TASK DESCRIPTION: Find every line in the data that contains the word "segment". Return each of those lines.

Data items:
============
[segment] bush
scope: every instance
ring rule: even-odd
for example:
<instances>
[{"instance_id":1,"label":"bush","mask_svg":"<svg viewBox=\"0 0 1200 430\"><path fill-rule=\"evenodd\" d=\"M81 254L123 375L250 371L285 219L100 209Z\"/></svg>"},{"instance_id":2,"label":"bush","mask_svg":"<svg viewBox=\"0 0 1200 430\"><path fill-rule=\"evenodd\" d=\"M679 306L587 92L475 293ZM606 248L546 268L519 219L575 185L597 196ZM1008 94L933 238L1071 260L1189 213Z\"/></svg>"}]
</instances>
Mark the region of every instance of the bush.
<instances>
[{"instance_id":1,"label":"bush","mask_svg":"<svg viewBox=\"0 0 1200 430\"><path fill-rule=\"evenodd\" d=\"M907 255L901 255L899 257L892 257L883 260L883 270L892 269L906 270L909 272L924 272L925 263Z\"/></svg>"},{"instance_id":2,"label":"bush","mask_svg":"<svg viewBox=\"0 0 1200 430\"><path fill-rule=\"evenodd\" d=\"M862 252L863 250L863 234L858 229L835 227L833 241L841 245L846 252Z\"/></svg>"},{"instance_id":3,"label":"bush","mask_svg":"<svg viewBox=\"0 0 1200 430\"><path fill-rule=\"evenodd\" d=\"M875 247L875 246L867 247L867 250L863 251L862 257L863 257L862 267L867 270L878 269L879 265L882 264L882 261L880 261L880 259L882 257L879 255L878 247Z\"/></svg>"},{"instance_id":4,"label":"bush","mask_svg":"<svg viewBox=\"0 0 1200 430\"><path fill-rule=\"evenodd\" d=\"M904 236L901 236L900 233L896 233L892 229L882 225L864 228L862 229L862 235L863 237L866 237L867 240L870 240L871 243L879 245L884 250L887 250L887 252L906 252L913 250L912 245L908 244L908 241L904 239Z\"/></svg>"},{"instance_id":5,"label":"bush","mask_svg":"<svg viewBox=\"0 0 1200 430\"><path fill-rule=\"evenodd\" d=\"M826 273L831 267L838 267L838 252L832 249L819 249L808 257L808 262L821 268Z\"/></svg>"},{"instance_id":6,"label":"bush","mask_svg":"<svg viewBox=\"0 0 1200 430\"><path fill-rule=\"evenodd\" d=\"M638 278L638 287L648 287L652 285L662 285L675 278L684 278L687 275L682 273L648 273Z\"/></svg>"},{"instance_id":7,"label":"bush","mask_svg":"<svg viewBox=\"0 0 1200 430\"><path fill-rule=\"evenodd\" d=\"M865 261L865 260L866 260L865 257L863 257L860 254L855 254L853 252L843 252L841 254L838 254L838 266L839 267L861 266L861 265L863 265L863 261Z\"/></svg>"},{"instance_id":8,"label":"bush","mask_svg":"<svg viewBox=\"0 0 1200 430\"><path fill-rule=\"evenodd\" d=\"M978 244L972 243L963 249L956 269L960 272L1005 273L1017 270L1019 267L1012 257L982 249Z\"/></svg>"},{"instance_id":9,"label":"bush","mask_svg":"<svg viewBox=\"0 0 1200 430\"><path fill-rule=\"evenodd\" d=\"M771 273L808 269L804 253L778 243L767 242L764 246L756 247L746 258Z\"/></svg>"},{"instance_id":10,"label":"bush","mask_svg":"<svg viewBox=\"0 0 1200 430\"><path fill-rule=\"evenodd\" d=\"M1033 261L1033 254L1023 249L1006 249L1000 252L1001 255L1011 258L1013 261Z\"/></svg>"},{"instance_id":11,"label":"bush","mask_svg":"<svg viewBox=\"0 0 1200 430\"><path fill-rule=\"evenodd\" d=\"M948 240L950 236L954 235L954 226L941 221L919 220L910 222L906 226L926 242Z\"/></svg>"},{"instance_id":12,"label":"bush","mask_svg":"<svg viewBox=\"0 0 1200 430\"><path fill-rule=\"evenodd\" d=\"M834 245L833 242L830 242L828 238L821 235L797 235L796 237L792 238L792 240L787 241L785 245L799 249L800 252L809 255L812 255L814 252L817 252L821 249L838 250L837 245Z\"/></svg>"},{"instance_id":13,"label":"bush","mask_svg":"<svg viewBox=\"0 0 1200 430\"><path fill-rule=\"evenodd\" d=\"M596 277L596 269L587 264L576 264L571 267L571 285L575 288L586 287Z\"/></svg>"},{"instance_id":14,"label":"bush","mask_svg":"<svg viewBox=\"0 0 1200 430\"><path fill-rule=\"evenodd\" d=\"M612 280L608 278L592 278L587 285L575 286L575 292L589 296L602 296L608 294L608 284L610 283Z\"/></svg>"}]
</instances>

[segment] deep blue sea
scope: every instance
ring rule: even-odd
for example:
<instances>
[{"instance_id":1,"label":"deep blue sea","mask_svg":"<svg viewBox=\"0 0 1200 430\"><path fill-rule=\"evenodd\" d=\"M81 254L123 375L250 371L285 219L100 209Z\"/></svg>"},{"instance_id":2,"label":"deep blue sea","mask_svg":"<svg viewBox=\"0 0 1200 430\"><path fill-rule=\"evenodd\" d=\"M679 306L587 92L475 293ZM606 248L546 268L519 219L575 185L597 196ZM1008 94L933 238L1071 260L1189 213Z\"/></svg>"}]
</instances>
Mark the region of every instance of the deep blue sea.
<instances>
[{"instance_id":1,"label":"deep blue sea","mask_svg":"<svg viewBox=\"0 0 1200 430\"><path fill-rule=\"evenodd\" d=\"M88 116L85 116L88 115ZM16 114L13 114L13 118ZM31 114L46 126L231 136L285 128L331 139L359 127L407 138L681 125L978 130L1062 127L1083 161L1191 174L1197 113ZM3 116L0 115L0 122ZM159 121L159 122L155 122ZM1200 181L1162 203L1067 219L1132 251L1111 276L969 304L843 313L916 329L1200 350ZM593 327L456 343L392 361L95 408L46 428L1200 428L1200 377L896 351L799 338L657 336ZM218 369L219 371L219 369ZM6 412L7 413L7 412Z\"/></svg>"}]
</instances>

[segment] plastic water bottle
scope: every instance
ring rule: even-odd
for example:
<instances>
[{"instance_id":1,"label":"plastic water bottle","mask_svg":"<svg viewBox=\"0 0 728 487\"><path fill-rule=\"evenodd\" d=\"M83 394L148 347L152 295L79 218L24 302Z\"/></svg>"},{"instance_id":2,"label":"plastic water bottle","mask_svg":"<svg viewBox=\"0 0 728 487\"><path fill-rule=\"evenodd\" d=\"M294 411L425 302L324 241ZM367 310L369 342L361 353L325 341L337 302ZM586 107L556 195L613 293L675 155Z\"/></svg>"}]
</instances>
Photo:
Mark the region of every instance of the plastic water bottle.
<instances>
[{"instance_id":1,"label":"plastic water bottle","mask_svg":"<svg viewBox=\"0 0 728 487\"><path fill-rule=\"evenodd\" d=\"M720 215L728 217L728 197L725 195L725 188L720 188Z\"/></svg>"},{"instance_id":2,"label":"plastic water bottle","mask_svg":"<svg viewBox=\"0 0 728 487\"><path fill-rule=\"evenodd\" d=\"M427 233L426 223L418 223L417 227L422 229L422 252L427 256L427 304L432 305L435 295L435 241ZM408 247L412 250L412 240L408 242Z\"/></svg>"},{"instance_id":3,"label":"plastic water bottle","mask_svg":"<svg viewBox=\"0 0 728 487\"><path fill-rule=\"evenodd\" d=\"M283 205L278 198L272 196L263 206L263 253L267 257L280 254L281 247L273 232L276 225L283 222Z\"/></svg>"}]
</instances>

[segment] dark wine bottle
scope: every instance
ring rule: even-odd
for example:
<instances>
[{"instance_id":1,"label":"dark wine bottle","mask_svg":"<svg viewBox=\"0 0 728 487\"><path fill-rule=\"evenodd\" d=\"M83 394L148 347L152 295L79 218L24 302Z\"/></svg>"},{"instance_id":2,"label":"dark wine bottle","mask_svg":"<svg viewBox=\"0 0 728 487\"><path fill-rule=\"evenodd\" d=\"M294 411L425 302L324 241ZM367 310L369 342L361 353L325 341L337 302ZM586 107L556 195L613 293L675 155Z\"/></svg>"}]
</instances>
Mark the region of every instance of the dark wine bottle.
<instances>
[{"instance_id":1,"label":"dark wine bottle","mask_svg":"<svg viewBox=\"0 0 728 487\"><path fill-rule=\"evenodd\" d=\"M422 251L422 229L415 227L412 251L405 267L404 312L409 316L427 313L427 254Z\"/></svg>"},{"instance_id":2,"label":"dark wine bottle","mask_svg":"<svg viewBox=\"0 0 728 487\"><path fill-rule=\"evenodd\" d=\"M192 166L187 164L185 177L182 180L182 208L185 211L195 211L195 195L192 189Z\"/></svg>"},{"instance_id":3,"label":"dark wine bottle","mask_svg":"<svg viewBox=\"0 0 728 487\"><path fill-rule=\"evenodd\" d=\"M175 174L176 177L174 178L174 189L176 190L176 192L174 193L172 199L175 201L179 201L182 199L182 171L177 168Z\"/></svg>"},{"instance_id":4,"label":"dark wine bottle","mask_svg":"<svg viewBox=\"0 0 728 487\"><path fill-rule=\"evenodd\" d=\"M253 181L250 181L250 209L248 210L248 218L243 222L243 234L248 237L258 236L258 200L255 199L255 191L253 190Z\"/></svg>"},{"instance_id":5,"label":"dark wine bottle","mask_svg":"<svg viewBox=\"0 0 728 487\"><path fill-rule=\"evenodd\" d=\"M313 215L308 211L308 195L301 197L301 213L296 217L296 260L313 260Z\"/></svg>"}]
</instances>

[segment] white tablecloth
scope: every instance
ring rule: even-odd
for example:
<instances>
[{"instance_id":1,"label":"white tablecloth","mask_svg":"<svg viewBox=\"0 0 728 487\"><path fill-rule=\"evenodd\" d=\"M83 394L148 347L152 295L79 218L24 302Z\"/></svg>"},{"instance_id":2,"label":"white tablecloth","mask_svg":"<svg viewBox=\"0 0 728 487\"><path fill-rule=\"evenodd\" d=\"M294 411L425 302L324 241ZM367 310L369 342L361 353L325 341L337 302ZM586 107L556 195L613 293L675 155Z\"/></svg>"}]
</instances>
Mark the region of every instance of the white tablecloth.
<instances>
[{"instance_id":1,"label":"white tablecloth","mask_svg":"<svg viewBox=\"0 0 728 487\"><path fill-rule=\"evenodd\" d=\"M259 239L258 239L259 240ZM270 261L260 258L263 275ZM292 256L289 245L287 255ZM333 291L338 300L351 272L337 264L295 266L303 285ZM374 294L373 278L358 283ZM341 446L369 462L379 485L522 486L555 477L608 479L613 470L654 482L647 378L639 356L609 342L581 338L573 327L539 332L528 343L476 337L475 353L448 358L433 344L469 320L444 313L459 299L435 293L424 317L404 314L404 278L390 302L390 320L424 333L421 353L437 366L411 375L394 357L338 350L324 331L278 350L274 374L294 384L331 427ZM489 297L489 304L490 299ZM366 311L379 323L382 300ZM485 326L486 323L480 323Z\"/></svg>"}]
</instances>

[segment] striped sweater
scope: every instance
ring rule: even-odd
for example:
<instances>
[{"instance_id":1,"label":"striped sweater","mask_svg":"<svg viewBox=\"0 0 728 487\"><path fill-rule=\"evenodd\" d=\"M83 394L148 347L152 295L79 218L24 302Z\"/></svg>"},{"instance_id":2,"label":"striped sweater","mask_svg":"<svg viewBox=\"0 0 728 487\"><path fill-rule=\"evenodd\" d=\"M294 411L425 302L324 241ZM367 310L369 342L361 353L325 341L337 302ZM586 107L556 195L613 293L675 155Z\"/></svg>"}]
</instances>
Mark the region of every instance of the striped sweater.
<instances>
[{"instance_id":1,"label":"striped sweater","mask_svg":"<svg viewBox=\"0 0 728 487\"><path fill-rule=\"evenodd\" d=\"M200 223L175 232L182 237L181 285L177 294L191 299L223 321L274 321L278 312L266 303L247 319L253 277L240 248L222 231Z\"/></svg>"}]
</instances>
============
EXERCISE ANSWER:
[segment] bush
[segment] deep blue sea
[segment] plastic water bottle
[segment] dark wine bottle
[segment] white tablecloth
[segment] striped sweater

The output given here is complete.